> _RECORDED INFORMATION_
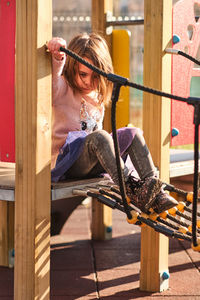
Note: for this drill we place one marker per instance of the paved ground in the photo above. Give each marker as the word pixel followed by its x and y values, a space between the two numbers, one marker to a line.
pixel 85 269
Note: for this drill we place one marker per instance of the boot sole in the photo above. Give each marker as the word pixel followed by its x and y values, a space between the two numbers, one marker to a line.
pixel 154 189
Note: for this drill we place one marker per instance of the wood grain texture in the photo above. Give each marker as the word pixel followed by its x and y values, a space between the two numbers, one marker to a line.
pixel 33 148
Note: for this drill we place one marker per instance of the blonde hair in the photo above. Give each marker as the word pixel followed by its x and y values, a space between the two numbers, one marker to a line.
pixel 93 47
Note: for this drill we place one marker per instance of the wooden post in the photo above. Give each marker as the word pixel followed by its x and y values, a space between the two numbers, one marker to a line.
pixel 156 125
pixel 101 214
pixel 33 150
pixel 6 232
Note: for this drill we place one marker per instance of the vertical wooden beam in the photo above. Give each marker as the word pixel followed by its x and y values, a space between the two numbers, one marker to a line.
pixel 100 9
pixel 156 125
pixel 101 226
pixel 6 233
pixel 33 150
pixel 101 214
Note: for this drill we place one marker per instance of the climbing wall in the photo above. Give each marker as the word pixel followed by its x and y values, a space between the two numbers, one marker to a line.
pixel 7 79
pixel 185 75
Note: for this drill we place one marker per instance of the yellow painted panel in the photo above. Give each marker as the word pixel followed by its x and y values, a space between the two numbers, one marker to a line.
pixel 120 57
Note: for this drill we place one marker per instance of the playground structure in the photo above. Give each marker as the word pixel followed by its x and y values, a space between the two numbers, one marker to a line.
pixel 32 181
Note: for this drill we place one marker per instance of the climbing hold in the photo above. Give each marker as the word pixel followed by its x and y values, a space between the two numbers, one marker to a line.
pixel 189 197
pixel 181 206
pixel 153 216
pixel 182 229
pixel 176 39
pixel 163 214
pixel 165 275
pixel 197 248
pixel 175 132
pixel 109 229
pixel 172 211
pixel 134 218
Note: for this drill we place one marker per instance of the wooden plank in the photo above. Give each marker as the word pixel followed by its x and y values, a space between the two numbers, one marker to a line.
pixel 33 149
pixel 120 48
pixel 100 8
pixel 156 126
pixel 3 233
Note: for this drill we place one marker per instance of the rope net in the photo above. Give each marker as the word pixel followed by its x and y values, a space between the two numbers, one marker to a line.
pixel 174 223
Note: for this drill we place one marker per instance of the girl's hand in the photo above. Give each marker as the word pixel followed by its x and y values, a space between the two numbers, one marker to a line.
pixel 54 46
* * *
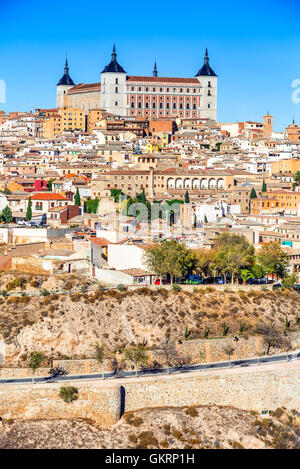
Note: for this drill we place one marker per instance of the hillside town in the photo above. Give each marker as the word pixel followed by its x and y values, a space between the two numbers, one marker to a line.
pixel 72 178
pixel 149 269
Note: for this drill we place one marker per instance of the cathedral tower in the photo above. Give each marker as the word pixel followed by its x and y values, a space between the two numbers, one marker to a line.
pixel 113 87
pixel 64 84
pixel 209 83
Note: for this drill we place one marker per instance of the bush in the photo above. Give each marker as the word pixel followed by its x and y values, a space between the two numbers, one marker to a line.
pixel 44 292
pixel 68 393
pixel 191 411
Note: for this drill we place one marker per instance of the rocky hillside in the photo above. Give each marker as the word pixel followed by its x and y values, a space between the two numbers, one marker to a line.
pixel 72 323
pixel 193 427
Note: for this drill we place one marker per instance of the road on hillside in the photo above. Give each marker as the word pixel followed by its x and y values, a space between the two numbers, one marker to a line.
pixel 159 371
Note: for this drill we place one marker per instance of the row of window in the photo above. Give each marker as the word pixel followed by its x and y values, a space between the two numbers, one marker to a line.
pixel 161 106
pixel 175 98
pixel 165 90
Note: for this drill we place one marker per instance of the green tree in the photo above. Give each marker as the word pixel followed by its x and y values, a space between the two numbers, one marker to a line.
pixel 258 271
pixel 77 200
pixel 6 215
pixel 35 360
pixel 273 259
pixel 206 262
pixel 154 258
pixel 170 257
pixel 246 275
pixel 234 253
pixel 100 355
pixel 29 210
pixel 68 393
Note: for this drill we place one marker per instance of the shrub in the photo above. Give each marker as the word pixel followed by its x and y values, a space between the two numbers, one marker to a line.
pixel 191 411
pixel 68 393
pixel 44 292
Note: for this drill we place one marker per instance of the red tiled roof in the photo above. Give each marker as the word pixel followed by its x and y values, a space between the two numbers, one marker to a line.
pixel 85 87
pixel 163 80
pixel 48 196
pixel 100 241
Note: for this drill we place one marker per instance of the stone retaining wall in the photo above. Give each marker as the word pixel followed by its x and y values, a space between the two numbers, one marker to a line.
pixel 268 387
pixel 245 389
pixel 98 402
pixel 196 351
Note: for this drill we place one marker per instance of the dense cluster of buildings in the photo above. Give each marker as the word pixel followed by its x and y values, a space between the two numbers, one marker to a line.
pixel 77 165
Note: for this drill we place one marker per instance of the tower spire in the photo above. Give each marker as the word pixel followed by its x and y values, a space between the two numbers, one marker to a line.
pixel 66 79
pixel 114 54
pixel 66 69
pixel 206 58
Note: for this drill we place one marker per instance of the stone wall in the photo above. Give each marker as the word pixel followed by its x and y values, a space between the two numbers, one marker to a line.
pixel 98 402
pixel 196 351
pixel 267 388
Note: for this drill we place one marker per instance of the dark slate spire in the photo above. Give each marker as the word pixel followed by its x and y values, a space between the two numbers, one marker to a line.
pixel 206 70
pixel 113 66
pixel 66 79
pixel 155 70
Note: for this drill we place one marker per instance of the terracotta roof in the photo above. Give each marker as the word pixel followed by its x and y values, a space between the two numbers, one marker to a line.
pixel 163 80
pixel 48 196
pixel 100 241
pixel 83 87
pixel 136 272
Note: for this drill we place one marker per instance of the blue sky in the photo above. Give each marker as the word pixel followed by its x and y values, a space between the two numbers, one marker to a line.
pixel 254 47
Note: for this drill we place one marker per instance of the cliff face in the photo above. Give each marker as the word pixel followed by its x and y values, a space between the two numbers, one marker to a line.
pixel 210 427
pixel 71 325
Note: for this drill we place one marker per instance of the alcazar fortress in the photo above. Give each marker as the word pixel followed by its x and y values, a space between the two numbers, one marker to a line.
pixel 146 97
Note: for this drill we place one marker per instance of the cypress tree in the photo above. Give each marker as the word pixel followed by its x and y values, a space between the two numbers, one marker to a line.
---
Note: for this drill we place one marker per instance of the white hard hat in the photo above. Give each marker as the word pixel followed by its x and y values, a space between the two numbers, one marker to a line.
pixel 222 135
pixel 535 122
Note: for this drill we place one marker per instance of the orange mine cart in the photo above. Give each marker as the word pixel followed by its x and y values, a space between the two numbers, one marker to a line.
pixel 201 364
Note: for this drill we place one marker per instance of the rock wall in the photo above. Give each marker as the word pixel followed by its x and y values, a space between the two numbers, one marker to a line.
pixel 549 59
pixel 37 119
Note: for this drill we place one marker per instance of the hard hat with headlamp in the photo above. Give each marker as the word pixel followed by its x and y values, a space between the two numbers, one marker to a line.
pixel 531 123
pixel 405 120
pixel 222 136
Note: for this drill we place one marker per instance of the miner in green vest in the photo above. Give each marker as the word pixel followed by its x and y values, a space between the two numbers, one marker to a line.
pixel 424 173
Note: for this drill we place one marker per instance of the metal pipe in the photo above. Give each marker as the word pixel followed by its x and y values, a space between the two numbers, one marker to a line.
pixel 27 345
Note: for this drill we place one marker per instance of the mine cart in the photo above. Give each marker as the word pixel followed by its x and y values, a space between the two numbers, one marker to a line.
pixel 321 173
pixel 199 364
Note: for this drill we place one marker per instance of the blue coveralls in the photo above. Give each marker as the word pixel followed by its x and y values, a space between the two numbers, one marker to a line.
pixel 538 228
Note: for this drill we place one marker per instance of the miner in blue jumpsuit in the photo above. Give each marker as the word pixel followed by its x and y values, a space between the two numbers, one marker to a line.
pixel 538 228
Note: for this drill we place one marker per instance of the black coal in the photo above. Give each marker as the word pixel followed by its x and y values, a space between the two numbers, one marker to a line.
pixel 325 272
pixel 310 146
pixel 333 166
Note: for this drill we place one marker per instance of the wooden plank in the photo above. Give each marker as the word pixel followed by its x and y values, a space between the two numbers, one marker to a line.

> _EXERCISE OBJECTIVE_
Beginning with the line holding "the blue sky" and ending with the line holding "of the cypress", write out the stretch of material above exactly; add no further lines.

> _SOLUTION FOR THIS EXERCISE_
Note: for this drill we place one marker per instance of the blue sky in the photo above. Give each marker as the word pixel followed by its x and y values, a space between the two numbers, one marker to a line.
pixel 254 47
Note: for this drill we place one marker per instance of the cliff face in the photo above. Give each marker as the word pixel followed by its x and y values, a space between the two numbers, one marker to a line.
pixel 210 427
pixel 71 325
Note: for this drill we place one marker per instance of the alcazar fortress in the photo above. Give each marker as the word pixel followed by its x and y values, a space between the two numbers, one marker to a line.
pixel 146 97
Note: for this drill we place one marker per instance of the cypress tree in the photo above. Give each marker as the word pixel followed by its x and y values, a space between the two numbers, one marker to a line.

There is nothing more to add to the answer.